### ARTICLE:
The Hillfort and Modern Memory

Despite our Ordnance Survey map, and though a wooden signpost pointed the way, we could discern no clear path to Caer Caradoc. The day glowered and threatened rain; the path we found, muddy and steep, had likely been forged by sheep. As we trekked slowly upward, one of our number commented (more than once), “it makes you realize how fit they must have been.” She was referring to the Iron Age denizens of Caer Caradoc. I made a mental note, in our defense, that the average age of those denizens was likely less than half our own.

Caer Caradoc, an Iron Age hillfort, is at the center of the greatest concentration of hillforts in southern Shropshire, England. The fort (caer in Welsh) is named for Caractacus, a British tribal leader who made his last stand against the invading Romans in 50 AD. Tacitus tells the tale, albeit from the Roman point of view:

The [Roman] army then marched against the Silures, a naturally fierce people and now full of confidence in the might of Caractacus, who . . . had raised himself far above all the other generals of the Britons. Inferior in military strength, but deriving an advantage from the deceptiveness of the country . . . he resolved on a final struggle.

The fighting was fierce, but the Romans, under their general, Ostorius, prevailed: “It was a glorious victory; the wife and daughter of Caractacus were captured, and his brothers too were admitted to surrender.” Though Caractacus fled, the Romans found and captured him, too. “[P]ut in chains and delivered up to the conquerors,” Caractacus remained unrepentant:

“Had my moderation in prosperity been equal to my noble birth and fortune, I should have entered this city as your friend rather than as your captive . . . . I had men and horses, arms and wealth. What wonder if I parted with them reluctantly? If you Romans choose to lord it over the world, does it follow that the world is to accept slavery? . . . . if you save my life, I shall be an everlasting memorial of your clemency.”

Dataset entries

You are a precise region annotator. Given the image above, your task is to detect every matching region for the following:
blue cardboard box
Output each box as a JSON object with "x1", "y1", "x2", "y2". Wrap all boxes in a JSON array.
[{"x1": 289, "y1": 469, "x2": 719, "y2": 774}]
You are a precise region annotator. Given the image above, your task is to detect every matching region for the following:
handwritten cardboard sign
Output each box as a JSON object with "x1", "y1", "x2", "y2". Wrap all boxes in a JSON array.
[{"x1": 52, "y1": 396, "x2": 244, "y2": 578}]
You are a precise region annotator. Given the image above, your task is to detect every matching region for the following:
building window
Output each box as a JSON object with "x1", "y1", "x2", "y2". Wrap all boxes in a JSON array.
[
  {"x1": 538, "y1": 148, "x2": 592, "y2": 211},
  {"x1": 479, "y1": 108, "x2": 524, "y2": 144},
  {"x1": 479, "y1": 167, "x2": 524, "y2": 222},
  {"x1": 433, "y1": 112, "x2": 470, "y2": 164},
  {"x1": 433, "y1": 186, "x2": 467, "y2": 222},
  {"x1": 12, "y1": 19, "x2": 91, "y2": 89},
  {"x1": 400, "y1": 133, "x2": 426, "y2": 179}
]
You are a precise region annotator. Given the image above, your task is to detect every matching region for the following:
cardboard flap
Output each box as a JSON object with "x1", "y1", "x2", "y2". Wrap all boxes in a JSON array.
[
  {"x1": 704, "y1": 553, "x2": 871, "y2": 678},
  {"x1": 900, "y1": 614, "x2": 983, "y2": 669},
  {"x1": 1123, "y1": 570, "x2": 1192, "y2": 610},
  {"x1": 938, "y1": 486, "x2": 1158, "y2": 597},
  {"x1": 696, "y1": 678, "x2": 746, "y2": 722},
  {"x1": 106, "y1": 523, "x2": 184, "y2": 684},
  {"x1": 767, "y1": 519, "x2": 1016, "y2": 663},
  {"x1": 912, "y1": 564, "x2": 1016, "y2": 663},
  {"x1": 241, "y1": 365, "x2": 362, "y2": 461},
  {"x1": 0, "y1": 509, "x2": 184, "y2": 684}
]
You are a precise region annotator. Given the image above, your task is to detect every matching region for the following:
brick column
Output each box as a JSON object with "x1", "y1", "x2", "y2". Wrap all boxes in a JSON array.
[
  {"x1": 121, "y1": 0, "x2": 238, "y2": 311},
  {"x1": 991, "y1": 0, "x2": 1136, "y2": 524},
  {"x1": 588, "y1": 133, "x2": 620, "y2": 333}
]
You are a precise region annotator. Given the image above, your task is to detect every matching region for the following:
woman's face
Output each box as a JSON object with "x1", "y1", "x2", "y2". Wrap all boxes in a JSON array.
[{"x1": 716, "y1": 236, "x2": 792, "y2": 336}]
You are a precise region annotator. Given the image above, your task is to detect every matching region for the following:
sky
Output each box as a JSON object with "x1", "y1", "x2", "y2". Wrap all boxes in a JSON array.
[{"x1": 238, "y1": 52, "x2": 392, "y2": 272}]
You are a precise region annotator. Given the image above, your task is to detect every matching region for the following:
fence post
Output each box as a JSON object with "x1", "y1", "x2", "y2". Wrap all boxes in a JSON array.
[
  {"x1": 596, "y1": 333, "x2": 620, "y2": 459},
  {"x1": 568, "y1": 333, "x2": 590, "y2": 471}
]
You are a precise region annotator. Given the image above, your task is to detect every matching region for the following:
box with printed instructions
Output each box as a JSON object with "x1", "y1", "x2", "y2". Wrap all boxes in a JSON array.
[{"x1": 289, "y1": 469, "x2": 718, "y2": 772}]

### SET PROBLEM:
Copy out the essay on Caer Caradoc above in full, word for word, with no changes.

### RESPONSE FOR THIS EXERCISE:
The Hillfort and Modern Memory

Despite our Ordnance Survey map, and though a wooden signpost pointed the way, we could discern no clear path to Caer Caradoc. The day glowered and threatened rain; the path we found, muddy and steep, had likely been forged by sheep. As we trekked slowly upward, one of our number commented (more than once), “it makes you realize how fit they must have been.” She was referring to the Iron Age denizens of Caer Caradoc. I made a mental note, in our defense, that the average age of those denizens was likely less than half our own.

Caer Caradoc, an Iron Age hillfort, is at the center of the greatest concentration of hillforts in southern Shropshire, England. The fort (caer in Welsh) is named for Caractacus, a British tribal leader who made his last stand against the invading Romans in 50 AD. Tacitus tells the tale, albeit from the Roman point of view:

The [Roman] army then marched against the Silures, a naturally fierce people and now full of confidence in the might of Caractacus, who . . . had raised himself far above all the other generals of the Britons. Inferior in military strength, but deriving an advantage from the deceptiveness of the country . . . he resolved on a final struggle.

The fighting was fierce, but the Romans, under their general, Ostorius, prevailed: “It was a glorious victory; the wife and daughter of Caractacus were captured, and his brothers too were admitted to surrender.” Though Caractacus fled, the Romans found and captured him, too. “[P]ut in chains and delivered up to the conquerors,” Caractacus remained unrepentant:

“Had my moderation in prosperity been equal to my noble birth and fortune, I should have entered this city as your friend rather than as your captive . . . . I had men and horses, arms and wealth. What wonder if I parted with them reluctantly? If you Romans choose to lord it over the world, does it follow that the world is to accept slavery? . . . . if you save my life, I shall be an everlasting memorial of your clemency.”